# START OF RECORDS FOR THE EXERCISE

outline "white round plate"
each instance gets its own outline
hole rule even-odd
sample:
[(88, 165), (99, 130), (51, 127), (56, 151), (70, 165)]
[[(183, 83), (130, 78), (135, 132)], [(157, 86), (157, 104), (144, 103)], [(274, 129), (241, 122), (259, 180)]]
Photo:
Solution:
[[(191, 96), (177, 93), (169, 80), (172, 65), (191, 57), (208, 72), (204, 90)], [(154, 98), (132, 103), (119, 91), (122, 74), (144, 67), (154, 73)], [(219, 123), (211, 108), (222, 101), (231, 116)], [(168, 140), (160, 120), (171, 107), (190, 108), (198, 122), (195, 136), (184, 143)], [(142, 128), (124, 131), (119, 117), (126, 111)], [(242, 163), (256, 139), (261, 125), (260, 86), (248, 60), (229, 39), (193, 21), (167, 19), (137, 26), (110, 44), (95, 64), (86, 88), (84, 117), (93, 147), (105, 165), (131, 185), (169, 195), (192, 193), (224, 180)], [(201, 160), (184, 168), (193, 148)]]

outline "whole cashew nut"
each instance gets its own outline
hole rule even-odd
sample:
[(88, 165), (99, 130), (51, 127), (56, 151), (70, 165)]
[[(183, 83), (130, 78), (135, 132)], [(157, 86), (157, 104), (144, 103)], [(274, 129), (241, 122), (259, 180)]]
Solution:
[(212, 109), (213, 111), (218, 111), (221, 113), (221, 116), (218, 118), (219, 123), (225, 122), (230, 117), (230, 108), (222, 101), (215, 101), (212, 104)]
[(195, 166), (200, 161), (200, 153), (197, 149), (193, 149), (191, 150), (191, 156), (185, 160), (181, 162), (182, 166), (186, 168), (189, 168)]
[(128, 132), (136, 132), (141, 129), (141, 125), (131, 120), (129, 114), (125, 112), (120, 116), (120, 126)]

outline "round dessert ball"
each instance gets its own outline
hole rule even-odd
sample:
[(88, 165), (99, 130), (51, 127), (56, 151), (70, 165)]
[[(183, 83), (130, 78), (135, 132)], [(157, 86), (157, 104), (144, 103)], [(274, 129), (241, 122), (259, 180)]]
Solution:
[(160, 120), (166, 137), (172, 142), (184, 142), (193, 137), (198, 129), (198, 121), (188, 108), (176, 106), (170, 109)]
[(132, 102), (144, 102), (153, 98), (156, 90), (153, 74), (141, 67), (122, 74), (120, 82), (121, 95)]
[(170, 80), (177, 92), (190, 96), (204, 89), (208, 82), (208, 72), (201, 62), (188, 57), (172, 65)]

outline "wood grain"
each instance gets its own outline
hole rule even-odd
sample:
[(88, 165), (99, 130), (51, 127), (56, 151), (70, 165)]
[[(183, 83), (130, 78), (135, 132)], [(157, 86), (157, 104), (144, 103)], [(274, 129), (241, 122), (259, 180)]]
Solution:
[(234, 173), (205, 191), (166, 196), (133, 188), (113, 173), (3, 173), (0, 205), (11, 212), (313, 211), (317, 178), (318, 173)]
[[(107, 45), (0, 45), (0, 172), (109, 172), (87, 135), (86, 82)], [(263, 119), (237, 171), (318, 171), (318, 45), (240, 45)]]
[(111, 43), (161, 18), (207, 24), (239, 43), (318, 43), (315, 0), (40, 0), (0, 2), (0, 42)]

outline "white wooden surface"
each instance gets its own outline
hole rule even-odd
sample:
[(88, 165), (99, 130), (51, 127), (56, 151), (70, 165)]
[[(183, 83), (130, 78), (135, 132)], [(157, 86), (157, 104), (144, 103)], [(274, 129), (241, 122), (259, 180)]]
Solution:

# END OF RECORDS FOR THE EXERCISE

» GOAL OF THE EXERCISE
Extract each line of the listing above that contains the string "white".

» RESULT
outline "white round plate"
outline "white wooden surface"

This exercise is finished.